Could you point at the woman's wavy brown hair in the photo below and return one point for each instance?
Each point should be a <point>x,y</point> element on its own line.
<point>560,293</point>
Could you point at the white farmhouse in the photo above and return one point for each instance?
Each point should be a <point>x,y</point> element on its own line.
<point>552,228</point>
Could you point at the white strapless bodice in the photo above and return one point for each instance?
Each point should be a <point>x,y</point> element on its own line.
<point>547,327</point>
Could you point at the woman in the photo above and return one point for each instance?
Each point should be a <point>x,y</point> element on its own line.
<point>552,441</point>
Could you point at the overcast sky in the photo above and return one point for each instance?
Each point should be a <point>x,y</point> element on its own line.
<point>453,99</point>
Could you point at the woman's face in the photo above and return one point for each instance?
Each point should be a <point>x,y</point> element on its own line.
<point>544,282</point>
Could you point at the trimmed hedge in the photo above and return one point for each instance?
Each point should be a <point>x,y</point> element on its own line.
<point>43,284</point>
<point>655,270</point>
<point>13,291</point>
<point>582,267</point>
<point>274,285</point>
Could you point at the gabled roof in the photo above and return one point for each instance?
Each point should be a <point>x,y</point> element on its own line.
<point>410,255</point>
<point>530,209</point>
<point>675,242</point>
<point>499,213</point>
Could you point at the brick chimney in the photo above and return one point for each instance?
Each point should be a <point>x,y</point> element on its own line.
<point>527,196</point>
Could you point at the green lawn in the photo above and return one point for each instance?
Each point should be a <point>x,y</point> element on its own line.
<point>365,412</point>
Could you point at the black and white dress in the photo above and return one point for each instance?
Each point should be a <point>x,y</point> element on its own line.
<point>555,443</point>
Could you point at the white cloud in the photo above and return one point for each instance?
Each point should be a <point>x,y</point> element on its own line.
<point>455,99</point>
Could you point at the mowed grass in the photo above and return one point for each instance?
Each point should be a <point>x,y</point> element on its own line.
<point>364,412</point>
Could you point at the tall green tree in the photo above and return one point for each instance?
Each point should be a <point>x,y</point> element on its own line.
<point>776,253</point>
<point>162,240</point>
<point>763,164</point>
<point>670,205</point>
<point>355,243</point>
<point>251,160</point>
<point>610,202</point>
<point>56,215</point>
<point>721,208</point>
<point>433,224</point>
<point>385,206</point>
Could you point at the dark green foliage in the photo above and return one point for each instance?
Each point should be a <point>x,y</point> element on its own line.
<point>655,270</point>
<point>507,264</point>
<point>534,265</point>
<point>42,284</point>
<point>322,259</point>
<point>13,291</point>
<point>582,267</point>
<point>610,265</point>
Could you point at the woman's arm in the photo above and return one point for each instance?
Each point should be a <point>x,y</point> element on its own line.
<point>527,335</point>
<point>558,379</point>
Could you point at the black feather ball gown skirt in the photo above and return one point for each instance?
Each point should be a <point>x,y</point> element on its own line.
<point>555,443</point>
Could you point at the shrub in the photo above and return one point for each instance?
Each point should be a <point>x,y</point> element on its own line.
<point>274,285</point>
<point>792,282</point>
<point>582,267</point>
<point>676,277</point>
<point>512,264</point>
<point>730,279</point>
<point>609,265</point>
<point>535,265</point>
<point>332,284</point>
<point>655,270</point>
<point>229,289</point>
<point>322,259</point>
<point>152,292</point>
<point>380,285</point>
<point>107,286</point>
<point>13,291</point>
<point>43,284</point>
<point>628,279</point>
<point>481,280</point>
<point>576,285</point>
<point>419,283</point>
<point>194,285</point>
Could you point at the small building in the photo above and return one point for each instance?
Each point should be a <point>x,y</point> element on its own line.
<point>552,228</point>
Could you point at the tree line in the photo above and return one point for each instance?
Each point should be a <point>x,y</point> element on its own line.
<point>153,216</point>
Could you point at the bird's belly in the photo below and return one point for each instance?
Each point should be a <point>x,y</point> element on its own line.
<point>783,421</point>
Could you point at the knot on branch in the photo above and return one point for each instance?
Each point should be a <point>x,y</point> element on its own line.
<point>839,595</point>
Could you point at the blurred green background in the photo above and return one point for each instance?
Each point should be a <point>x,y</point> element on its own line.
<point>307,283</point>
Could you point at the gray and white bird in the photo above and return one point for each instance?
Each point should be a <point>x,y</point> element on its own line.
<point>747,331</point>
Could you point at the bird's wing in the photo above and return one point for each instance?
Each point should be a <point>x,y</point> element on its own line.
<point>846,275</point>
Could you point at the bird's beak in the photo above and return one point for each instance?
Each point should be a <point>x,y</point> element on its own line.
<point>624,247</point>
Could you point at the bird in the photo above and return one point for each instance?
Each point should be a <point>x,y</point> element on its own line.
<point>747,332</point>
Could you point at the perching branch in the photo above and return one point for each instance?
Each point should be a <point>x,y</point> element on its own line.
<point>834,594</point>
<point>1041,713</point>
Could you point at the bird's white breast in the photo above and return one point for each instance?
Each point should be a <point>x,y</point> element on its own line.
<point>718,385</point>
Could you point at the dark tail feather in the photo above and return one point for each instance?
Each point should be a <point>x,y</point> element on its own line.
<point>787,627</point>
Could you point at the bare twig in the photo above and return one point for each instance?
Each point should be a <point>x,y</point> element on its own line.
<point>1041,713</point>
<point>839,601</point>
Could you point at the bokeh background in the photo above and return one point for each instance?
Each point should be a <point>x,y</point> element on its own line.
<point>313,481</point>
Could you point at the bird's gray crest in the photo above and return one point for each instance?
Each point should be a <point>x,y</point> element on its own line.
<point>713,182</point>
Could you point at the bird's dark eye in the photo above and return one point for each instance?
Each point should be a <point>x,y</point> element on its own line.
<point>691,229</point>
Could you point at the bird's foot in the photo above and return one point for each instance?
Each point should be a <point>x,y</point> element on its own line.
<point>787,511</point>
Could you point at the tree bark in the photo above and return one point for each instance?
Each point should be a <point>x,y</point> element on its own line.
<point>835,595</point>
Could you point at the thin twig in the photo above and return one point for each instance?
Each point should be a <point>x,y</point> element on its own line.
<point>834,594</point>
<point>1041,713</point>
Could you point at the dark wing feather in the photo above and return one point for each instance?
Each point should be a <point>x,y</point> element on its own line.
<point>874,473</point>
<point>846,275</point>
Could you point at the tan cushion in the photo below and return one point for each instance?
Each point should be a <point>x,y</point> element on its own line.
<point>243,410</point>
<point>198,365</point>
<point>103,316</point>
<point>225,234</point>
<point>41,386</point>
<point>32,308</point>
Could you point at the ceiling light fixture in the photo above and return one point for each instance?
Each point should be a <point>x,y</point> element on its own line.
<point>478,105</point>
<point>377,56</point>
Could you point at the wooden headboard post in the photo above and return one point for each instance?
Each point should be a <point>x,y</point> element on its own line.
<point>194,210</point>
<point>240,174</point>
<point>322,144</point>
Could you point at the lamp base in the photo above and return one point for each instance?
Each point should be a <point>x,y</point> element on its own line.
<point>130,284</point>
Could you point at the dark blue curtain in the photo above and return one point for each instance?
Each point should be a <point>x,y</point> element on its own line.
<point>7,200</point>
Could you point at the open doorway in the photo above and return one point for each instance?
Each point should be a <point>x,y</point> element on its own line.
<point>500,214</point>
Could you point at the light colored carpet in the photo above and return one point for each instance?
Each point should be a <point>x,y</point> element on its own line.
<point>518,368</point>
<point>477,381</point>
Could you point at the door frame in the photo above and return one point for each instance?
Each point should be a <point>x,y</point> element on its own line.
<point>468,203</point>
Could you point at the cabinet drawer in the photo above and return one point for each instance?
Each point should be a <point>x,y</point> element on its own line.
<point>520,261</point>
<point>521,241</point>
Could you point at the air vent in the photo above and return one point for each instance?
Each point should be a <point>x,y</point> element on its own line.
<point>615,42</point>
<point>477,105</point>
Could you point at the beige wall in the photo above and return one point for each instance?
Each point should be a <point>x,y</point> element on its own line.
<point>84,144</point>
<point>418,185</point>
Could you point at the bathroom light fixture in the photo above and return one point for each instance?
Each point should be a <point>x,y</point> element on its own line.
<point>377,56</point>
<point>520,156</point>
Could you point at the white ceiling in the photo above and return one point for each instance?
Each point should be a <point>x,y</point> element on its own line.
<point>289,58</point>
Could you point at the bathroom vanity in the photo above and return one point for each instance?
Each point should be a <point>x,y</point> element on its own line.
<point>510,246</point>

━━━━━━━━━━━━━━━━━━━━

Rewrite everything from the line containing "Could you point at the wooden" down to the line containing "<point>500,214</point>", changing "dark blue curtain" to "navy curtain" and leaving the rest of those entries untouched.

Exercise output:
Could you point at the wooden headboard post in the photo above and return one point for each instance?
Each point should be a <point>x,y</point> element on its own line.
<point>194,210</point>
<point>240,174</point>
<point>322,144</point>
Could you point at the lamp base in the photo above and return one point for each instance?
Each point should be a <point>x,y</point> element on its own line.
<point>130,284</point>
Could you point at the navy curtain in the photo above and return one point for each instance?
Each point should be a <point>x,y</point> element on its own line.
<point>7,200</point>
Could you point at the open doorway in the photo above and return one point for each instance?
Each point should be a <point>x,y</point> element on its own line.
<point>500,214</point>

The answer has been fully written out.